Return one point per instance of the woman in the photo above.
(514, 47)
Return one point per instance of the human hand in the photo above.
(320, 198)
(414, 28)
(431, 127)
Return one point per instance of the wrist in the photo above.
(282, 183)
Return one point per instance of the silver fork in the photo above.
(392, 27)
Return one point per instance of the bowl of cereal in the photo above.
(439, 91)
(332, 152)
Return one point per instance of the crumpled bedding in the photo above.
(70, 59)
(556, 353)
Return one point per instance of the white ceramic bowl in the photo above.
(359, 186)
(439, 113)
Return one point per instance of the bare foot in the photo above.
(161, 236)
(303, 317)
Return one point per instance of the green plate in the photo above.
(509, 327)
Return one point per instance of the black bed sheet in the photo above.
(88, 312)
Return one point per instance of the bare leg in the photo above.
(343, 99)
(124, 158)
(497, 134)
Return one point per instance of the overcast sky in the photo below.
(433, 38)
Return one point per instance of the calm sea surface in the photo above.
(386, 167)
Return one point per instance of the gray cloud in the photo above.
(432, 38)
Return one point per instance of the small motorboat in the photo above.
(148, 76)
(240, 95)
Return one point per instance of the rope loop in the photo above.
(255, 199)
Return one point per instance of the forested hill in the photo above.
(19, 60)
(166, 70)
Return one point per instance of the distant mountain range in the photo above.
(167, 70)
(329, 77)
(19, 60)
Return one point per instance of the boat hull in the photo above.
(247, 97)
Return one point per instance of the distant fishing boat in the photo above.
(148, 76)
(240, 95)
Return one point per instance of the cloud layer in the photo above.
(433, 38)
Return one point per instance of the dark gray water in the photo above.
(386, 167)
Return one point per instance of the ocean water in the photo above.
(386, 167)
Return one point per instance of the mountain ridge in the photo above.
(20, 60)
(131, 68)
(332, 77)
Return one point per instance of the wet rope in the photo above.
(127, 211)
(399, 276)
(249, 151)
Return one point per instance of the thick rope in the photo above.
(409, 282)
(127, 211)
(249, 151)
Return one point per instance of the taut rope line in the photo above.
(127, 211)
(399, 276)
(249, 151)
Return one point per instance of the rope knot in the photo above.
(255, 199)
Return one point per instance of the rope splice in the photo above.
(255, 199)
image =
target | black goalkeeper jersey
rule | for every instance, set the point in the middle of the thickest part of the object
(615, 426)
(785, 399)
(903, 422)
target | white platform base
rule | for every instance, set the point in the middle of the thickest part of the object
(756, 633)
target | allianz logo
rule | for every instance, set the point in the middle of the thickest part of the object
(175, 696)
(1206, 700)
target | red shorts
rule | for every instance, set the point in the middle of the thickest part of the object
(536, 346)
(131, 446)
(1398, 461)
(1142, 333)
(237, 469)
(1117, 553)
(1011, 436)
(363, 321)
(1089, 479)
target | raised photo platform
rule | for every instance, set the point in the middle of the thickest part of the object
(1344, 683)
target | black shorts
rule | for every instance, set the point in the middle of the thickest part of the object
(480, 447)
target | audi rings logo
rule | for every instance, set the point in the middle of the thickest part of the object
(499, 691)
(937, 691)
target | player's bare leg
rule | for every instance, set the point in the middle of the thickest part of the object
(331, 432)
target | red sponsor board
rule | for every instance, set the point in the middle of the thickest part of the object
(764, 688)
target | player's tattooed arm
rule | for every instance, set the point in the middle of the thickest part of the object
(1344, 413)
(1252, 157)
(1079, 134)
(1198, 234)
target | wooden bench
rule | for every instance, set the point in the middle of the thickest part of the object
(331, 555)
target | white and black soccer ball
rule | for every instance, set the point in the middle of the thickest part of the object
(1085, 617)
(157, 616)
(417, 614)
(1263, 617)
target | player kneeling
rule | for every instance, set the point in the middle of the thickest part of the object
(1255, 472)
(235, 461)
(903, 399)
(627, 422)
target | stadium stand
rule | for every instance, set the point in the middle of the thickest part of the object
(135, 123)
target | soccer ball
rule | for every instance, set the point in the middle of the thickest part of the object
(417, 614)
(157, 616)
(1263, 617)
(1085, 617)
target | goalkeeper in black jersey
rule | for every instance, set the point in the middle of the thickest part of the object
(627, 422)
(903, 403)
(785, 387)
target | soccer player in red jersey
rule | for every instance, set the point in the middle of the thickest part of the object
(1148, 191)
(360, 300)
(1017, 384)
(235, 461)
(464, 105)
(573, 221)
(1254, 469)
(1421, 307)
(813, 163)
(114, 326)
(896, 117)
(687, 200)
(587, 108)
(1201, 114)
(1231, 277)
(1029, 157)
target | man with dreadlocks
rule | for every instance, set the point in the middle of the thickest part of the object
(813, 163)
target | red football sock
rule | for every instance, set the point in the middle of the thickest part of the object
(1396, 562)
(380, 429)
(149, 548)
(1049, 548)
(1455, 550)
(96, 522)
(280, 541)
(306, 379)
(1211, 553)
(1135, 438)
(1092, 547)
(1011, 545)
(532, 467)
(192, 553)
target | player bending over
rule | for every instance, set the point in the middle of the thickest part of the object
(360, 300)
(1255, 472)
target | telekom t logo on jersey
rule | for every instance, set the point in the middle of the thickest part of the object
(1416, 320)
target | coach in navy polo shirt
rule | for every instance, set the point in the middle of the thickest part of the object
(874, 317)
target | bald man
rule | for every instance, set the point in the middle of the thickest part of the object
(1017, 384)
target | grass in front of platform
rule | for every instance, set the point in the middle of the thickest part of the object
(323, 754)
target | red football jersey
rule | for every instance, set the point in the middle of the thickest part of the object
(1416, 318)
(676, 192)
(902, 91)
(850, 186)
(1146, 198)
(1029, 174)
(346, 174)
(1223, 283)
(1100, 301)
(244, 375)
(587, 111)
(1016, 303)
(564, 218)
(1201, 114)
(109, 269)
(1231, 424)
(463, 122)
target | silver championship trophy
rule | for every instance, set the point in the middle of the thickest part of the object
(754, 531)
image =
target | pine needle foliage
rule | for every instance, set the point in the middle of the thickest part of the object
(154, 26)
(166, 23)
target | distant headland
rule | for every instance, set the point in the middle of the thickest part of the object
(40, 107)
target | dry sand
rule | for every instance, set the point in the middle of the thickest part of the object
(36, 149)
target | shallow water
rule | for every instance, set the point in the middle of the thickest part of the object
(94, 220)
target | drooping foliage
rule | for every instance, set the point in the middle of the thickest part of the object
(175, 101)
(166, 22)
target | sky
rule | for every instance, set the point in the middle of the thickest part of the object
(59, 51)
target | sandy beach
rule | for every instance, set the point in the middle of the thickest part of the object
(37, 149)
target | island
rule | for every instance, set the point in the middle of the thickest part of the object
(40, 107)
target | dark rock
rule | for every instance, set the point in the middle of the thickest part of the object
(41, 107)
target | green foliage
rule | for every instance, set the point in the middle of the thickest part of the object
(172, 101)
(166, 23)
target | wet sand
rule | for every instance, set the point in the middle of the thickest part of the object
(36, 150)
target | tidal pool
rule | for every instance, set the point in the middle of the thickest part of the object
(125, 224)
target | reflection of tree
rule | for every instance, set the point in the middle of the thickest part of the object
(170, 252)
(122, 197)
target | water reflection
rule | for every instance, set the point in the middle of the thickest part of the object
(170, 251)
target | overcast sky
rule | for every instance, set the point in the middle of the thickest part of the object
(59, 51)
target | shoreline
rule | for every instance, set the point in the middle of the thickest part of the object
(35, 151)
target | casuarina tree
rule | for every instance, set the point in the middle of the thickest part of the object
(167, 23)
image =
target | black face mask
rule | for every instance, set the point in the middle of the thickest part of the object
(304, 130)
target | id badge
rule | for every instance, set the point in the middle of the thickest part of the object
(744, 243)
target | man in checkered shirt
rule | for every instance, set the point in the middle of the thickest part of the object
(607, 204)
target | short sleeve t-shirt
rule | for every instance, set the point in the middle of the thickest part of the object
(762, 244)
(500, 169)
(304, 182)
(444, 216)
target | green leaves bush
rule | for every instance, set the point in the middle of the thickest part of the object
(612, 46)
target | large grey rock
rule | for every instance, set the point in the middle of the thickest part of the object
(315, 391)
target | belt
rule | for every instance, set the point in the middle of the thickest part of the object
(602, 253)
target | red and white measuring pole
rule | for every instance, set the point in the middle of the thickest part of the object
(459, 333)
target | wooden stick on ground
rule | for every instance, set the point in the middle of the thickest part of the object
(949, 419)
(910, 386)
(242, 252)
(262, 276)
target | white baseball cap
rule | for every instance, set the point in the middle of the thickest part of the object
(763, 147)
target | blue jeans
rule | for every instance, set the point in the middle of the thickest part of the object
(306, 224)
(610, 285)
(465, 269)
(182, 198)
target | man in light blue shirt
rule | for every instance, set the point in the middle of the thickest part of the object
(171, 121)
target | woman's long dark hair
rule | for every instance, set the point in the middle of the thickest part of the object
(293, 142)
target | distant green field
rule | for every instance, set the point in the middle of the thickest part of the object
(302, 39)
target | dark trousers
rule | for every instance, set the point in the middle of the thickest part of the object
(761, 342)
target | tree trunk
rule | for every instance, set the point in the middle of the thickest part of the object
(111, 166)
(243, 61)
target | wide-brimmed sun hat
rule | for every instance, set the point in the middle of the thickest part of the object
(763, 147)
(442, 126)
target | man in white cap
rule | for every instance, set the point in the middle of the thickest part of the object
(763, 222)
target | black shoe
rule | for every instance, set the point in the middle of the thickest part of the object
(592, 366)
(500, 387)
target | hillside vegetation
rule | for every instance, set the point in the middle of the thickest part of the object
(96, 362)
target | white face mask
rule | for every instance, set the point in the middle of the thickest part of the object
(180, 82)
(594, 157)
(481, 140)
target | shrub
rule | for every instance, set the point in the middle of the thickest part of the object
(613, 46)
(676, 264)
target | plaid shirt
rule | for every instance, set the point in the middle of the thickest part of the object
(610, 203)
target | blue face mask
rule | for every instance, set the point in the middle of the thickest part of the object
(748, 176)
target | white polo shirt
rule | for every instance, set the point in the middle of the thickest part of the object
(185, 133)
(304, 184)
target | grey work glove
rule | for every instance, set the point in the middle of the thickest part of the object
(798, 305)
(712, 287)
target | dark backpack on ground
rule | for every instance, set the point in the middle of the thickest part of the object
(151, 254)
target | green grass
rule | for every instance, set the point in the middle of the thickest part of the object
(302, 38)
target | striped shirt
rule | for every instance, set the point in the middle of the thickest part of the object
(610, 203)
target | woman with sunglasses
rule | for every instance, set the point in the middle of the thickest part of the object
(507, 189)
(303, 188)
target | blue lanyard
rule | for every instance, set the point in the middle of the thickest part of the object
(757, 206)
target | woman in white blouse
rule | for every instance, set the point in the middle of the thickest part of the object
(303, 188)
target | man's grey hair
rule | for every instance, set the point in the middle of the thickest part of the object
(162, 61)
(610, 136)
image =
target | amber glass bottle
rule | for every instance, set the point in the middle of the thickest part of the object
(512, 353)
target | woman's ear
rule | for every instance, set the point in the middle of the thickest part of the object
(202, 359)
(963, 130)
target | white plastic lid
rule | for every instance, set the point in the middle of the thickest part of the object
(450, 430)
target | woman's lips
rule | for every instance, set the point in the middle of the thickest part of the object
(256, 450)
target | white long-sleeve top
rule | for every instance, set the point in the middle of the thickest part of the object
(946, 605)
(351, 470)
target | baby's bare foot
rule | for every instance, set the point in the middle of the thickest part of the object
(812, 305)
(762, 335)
━━━━
# WHAT THE EXERCISE ASKS
All that is wanted is the stretch of lines above from the one containing "target | telekom t logo on jersey" through the one containing "target | bald man", duplicated exactly.

# TASK ANSWER
target | telekom t logo on jersey
rule | for every instance, set the point in the middle of the thickest part of the object
(1416, 320)
target | coach in navy polo shirt
rule | for every instance, set the point in the middle of the thickest part of the object
(874, 317)
target | bald man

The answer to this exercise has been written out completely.